--- GOAL OF THE EXERCISE ---
State how many lines below hold the word "order". Give that number and no other text.

(EXERCISE INPUT Opens)

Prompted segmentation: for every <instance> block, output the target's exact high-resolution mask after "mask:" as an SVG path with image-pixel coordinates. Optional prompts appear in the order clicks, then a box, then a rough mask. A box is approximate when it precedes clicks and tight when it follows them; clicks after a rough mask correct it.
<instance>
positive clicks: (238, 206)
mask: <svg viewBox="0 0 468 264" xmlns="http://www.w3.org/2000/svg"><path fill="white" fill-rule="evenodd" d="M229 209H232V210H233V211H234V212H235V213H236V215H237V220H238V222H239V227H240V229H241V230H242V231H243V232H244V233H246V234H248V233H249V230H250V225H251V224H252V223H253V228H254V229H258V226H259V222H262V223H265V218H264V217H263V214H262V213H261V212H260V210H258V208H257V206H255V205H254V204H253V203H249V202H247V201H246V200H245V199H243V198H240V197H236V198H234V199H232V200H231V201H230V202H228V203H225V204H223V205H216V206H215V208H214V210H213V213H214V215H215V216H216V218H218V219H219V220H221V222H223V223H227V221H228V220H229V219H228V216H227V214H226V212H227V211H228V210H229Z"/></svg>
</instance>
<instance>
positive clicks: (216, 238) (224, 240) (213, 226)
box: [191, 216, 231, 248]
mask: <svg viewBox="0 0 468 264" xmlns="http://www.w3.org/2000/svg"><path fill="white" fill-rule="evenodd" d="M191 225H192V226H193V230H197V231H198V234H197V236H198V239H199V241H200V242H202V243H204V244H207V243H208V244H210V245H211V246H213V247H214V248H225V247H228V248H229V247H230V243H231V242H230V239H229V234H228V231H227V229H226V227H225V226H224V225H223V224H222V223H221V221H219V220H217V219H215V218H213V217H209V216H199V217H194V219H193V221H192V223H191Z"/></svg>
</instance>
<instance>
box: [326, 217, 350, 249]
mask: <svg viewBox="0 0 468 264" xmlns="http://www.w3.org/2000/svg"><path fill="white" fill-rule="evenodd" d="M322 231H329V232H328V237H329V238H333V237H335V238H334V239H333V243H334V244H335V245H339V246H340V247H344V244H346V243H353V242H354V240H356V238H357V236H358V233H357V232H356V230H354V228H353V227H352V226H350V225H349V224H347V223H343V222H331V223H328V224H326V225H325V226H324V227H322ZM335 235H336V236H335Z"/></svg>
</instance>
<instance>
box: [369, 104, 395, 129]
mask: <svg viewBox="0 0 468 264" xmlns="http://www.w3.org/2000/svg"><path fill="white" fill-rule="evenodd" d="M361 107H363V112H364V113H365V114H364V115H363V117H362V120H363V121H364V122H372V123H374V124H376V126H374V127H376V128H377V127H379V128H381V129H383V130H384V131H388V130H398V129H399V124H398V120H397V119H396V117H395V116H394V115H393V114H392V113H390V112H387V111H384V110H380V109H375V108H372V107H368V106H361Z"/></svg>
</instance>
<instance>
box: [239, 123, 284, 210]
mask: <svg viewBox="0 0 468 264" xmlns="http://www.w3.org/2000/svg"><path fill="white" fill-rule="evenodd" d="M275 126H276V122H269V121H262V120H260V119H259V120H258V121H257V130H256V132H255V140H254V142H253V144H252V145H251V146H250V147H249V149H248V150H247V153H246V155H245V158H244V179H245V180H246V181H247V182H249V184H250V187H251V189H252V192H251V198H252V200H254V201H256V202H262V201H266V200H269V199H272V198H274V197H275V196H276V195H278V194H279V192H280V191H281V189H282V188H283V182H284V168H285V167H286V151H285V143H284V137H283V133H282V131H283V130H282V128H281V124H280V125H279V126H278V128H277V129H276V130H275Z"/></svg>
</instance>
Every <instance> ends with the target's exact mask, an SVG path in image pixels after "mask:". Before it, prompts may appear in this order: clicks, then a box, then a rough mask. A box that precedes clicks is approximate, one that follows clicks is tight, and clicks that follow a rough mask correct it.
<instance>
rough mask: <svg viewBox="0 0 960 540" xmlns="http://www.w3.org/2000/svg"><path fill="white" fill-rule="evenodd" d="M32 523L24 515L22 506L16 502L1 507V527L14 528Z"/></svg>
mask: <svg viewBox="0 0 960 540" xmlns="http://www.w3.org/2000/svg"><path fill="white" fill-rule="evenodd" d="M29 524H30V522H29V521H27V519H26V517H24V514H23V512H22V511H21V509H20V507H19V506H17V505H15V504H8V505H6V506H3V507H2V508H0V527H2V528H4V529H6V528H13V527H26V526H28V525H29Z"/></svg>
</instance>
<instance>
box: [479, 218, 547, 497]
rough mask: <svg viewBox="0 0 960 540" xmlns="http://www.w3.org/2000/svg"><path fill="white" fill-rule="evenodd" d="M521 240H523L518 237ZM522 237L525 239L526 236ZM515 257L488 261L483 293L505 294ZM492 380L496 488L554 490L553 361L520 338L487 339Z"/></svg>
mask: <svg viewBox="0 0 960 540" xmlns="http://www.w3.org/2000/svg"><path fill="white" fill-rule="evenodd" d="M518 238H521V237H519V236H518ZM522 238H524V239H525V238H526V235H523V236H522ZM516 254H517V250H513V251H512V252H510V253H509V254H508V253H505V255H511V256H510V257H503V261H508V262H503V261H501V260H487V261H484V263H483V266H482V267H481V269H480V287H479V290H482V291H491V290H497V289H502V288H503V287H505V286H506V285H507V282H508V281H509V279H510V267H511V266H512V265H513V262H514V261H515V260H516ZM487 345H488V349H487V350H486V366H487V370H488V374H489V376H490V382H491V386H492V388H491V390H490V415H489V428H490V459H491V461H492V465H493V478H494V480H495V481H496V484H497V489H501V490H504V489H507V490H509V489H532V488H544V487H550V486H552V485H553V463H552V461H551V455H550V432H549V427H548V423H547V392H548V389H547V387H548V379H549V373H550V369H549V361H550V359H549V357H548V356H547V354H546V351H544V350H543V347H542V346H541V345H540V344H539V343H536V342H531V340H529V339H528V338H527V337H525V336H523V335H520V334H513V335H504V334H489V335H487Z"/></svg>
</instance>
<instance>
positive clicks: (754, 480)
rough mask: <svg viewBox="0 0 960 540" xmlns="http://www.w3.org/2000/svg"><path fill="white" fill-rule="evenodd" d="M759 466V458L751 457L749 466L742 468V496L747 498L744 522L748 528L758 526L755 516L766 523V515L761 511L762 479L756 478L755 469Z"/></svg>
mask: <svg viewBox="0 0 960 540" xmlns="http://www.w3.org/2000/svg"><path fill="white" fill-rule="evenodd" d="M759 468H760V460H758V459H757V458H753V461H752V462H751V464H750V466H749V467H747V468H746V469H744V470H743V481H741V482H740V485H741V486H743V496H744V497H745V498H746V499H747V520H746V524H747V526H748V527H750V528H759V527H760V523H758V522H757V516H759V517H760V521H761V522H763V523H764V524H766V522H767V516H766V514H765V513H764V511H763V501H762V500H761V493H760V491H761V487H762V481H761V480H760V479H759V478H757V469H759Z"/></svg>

(EXERCISE INPUT Closes)

--- OUTPUT ---
2